What to produce> Switch "thickest part" to "widest part" throughout the lines below and change nothing else. Leave the pictures out of your answer.

(Some lines)
--------

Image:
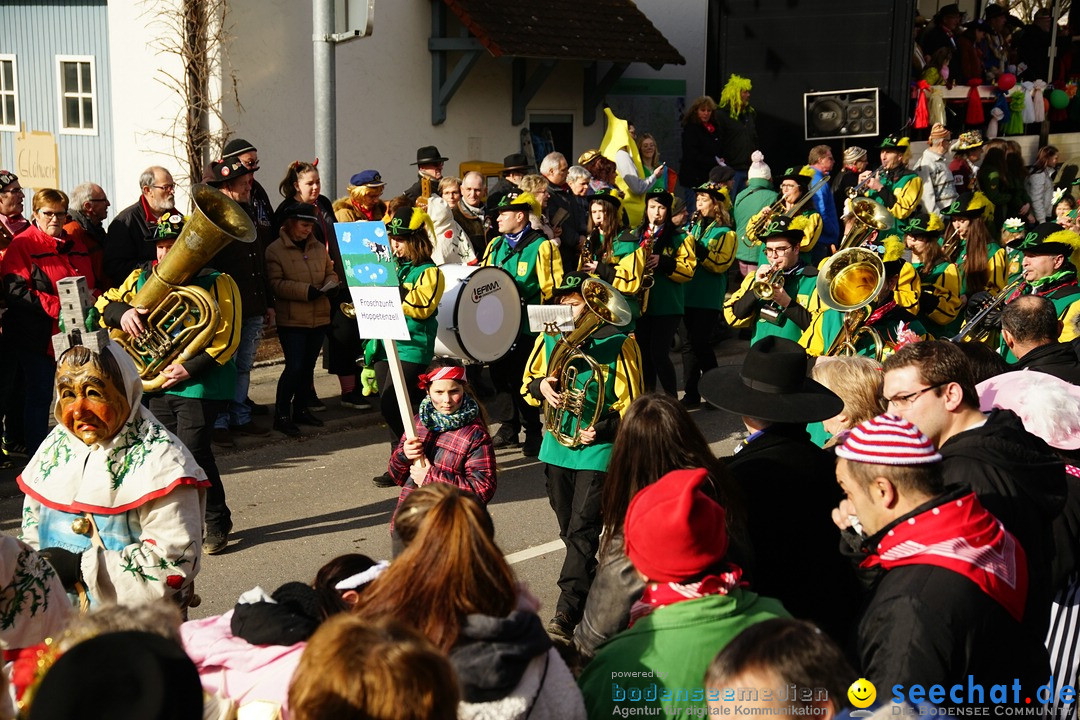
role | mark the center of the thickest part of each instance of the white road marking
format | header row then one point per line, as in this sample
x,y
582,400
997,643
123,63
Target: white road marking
x,y
536,551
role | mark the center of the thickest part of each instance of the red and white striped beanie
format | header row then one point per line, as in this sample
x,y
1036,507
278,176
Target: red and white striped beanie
x,y
888,439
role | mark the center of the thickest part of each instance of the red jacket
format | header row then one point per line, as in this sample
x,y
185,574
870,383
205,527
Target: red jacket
x,y
30,269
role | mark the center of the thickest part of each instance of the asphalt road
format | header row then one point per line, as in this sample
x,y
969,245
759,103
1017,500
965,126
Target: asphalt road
x,y
297,503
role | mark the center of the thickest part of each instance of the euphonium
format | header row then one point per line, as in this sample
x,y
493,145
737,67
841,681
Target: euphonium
x,y
849,282
603,304
183,318
767,287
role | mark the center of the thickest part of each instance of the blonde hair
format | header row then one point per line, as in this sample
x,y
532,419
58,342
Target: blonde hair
x,y
353,669
858,381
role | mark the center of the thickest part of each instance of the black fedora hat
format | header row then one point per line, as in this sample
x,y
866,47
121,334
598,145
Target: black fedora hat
x,y
429,154
771,384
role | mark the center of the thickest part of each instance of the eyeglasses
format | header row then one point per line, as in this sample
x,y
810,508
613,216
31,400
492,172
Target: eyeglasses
x,y
908,399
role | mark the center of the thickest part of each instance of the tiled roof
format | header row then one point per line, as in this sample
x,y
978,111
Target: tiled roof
x,y
611,30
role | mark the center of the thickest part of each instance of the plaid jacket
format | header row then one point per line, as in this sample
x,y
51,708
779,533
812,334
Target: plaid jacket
x,y
463,458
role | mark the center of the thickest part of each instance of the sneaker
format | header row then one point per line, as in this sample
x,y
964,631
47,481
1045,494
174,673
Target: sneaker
x,y
383,480
507,437
250,429
283,424
531,447
561,628
261,410
216,541
223,437
355,401
304,417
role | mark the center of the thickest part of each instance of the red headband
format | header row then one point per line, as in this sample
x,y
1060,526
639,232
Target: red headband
x,y
447,372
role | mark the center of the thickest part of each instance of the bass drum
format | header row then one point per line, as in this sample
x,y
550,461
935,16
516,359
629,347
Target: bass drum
x,y
480,314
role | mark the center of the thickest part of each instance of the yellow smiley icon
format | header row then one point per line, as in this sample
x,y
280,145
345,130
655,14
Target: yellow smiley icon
x,y
862,693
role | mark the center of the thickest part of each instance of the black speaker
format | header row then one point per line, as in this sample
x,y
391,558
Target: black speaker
x,y
841,113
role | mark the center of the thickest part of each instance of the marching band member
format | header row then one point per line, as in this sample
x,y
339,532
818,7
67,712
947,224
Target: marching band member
x,y
1050,272
715,247
537,268
576,474
671,260
421,285
940,281
894,185
894,323
611,253
198,389
793,187
786,313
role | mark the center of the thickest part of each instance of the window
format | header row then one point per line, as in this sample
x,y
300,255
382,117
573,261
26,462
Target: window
x,y
78,95
9,93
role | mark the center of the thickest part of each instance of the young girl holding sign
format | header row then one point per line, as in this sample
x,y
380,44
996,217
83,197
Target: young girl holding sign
x,y
450,434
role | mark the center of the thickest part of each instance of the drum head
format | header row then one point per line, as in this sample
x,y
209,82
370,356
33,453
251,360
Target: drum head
x,y
486,314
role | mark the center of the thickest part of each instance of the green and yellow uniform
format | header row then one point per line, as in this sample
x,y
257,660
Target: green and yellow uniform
x,y
715,248
213,370
619,360
743,309
535,263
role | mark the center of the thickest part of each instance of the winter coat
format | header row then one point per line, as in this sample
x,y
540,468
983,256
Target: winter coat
x,y
700,151
31,267
292,273
790,490
678,640
1020,479
1055,358
927,624
509,670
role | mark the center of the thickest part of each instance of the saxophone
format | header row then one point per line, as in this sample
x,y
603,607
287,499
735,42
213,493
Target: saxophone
x,y
604,304
183,318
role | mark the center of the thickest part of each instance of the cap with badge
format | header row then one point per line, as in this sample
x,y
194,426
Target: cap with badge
x,y
368,177
167,228
224,171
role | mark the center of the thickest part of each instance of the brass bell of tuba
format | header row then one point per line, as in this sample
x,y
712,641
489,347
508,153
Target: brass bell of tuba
x,y
849,282
604,304
183,318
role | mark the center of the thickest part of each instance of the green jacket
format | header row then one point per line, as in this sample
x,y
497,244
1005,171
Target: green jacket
x,y
677,641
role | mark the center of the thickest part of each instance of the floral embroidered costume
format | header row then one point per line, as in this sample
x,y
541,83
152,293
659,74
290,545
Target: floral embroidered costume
x,y
137,497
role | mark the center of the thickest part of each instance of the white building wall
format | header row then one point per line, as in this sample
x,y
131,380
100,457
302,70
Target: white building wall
x,y
144,109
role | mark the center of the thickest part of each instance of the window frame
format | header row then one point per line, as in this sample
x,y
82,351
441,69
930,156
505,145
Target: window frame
x,y
61,96
14,91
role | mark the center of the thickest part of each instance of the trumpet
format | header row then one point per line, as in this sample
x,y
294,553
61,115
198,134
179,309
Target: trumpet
x,y
858,189
766,287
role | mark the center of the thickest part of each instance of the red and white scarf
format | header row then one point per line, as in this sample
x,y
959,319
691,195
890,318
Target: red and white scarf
x,y
658,595
962,537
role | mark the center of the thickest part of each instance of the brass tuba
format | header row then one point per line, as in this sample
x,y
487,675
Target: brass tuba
x,y
603,304
849,282
183,318
868,217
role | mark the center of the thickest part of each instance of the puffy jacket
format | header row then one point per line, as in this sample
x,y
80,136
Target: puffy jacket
x,y
292,272
31,267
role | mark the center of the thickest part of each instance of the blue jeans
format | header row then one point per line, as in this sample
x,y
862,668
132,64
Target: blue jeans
x,y
39,377
238,412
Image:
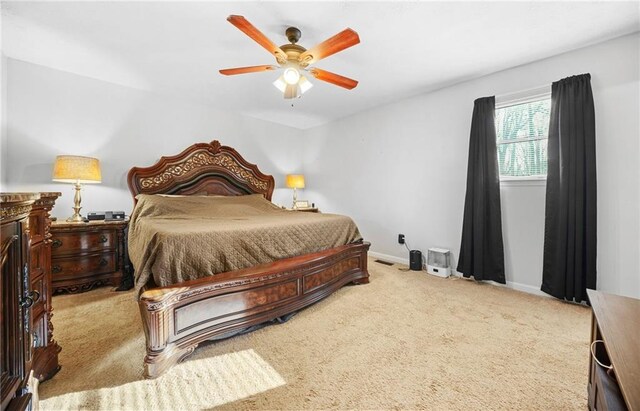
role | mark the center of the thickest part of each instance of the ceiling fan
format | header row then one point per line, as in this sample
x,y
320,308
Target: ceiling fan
x,y
295,59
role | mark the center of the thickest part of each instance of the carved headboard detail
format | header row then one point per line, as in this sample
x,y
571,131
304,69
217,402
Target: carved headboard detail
x,y
210,169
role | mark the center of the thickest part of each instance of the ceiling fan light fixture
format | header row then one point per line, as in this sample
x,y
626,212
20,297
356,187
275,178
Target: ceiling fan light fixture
x,y
291,76
280,84
292,91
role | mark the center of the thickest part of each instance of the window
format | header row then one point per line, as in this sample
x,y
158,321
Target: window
x,y
522,129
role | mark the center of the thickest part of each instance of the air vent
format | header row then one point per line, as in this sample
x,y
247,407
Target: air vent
x,y
383,262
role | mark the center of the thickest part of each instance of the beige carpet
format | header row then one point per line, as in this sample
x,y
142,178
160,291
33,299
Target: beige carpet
x,y
407,340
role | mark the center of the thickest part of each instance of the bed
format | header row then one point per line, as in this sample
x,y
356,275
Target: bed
x,y
179,309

--------

Written solution>
Image:
role | mark the center of the widest part of each instance of the white road marking
format | header row then one point per line, as in this sample
x,y
582,400
997,643
123,63
Target: white road marking
x,y
536,551
role | mark the center of the widest part of each instance of the red and white striped beanie
format | header row then one point per line, as in this sample
x,y
1036,507
278,176
Target: red and white striped beanie
x,y
888,439
role | mark the center of the widest part of each instance of the red jacket
format | header row then one point per line, as in this sample
x,y
185,574
870,383
205,527
Target: red jacket
x,y
30,269
role | mark the center of the widest part of each instance of the asphalt road
format | header row then one point per line, as in this sample
x,y
969,245
759,103
1017,500
965,126
Target: asphalt road
x,y
297,503
role | mark the center of the widest part of each instance of the euphonium
format | header row then one point per line, as in this sample
x,y
493,145
737,67
841,681
Target: euphonium
x,y
849,282
603,304
183,318
767,287
role | mark the center of the widest part of each instance of the blonde hair
format | header row then one point per line, as in this sample
x,y
532,419
58,342
Target: blonde hair
x,y
353,669
858,381
role | mark the center of the widest part of each instance of the black fedora hat
format | header row then one point per line, as in this sample
x,y
866,47
121,334
598,145
Target: black fedora hat
x,y
429,154
771,384
role | mark the center of the widest part of each instance of the eyeglasses
format | header row then one point per line, as in this sample
x,y
810,508
613,216
31,400
492,172
Target: eyeglasses
x,y
908,399
role | mark the center of the widest part of each instance of the tiled roof
format | header row then one point per line, as in this sample
x,y
978,111
Target: tiled roof
x,y
611,30
role | mark the center of the widest part of each instance of the plaid jacket
format | header row then one point per line, as in this sample
x,y
51,708
779,533
812,334
Target: plaid jacket
x,y
463,458
role | mark the center of the widest part of each instance of the sneaker
format | header row then one point per line, as in this sample
x,y
964,631
47,481
1045,494
174,673
Target: sneaker
x,y
383,480
507,437
250,429
283,424
531,447
561,628
261,410
216,541
223,437
355,401
304,417
role | mark the center of the widest part of each instance of the red headband
format | header row then one point per line, as in this sample
x,y
1060,526
639,232
Target: red headband
x,y
447,372
role | mark the center of the widest part of each instance of the bass drum
format | header row then one point per line, as in this sample
x,y
550,461
935,16
516,359
629,347
Target: bass drum
x,y
480,314
role | mark the center of the widest part of each instance of the yellow smiley icon
format | header row then one point per line, as in this sample
x,y
280,145
345,130
655,14
Target: yellow smiley icon
x,y
862,693
role | mark the center of the widest part of each instance of the black speaker
format | header row then one point per line, as in this sample
x,y
391,558
Target: black speaker
x,y
841,113
role | mark the center of the widest part of each instance of the marching band member
format | header row then one point per line, as in this sample
x,y
339,532
818,7
67,712
947,224
Target: marching band member
x,y
1050,272
715,247
537,268
576,474
671,260
421,285
940,281
894,185
894,323
611,253
198,389
793,187
786,313
role | mark the center of the widest part of each instance of the window
format | header row then one point per line, as in this sample
x,y
300,255
382,117
573,261
26,462
Target: window
x,y
78,95
9,93
role | mark the center of the widest part of each instance of the young girl holding sign
format | header row then one point per line, as in this sample
x,y
380,44
996,217
83,197
Target: young girl holding sign
x,y
450,434
role | mark the center of the widest part of each instance of the drum head
format | header row then one point per line, as in this sample
x,y
209,82
370,356
33,453
251,360
Target: drum head
x,y
486,314
role | mark the center of the widest part of each instance of the green and yellow uniform
format | header row then one point per line, as in this sample
x,y
257,660
Target: green and yellow uniform
x,y
715,248
213,370
619,360
743,309
535,263
role | mark the center of the widest part of each instance of the winter coat
format | header row then one point per line, as in this sample
x,y
540,468
983,256
Target: winter coat
x,y
700,151
31,267
292,273
790,490
678,640
1020,479
1055,358
927,624
509,670
role | mark the center of the widest part of each instance of the saxophone
format | header row then one point per line, as in this sample
x,y
603,607
287,499
735,42
213,493
Target: saxophone
x,y
604,304
183,318
role | mark the center of the widest part of each instance of the cap with badge
format | header row then one point per line, as in this sample
x,y
194,426
Target: cap with badge
x,y
368,177
167,228
224,171
role | mark the center of the widest part of each instance of the brass bell of tuba
format | header row then one point per line, as in this sample
x,y
712,641
489,347
508,153
Target: brass bell of tuba
x,y
849,282
604,304
183,318
role | mark the center of the widest part of each instance of the green jacket
format | header row then one point per line, as in this sample
x,y
497,244
1005,171
Target: green jacket
x,y
677,641
role | mark the center of the widest part of each instance of the floral embroidered costume
format | header row then one point per line, as in this sample
x,y
541,83
152,293
659,74
290,545
Target: floral embroidered costume
x,y
137,497
role | mark the center of the widest part of each instance of the white building wall
format | header row then one point per line, as in this sample
x,y
131,380
100,457
302,70
Target: white building wall
x,y
144,109
role | mark the center of the widest part of each instance of the window frame
format | header row then one point per line, as in this sample
x,y
82,351
441,69
930,156
505,145
Target: window frame
x,y
61,96
14,91
role | mark the center of the widest part of each instance of the trumpet
format | header row then one point per line, as in this sample
x,y
294,553
61,115
198,134
179,309
Target: trumpet
x,y
858,189
766,287
role | mark the center of the widest part of each instance of the red and white scarf
format | header row then one point per line, as in this sample
x,y
959,319
691,195
890,318
Target: red and white scarf
x,y
658,595
962,537
role | mark the center of the widest part of each instance of the brass tuba
format | header row then one point per line, as in this sample
x,y
487,675
Target: brass tuba
x,y
603,304
849,282
183,318
868,217
role | mark the center of the widest part of each instance of the puffy jacket
format | header row then one point per line, as in this sample
x,y
80,136
Target: puffy jacket
x,y
292,272
31,267
role | mark the center of the widest part of each instance of the blue jeans
format | header row then one point per line, as in this sample
x,y
862,668
132,64
Target: blue jeans
x,y
39,377
238,412
Image:
role | mark the center of the widest part of each instance of the ceiling fan
format | header row then one point per line, as in this sample
x,y
320,308
Target: ceiling fan
x,y
295,59
role | mark the center of the widest part of each instance of the carved headboard detail
format | header row then one point per line, as in this sample
x,y
571,131
304,69
217,402
Target: carved headboard detail
x,y
210,169
role | mark the center of the widest part of each instance of the ceiling fan light fixture
format | header row then one point per line, as in this sample
x,y
626,212
20,297
356,187
275,178
Target: ceiling fan light fixture
x,y
291,76
280,84
292,91
role | mark the center of the widest part of each instance of the window
format | header row then one point per line, as in this sample
x,y
158,321
Target: window
x,y
522,129
role | mark the center of the widest part of each instance of the air vent
format | header row then one point per line, as in this sample
x,y
247,407
Target: air vent
x,y
383,262
role | mark the center of the widest part of each instance of the beige carpet
format | header row then one point per line, as in this sample
x,y
142,178
160,291
33,299
Target: beige carpet
x,y
407,340
role | mark the center of the widest part of each instance of the bed
format | header row then one point per line, as in this sample
x,y
356,275
Target: bed
x,y
179,309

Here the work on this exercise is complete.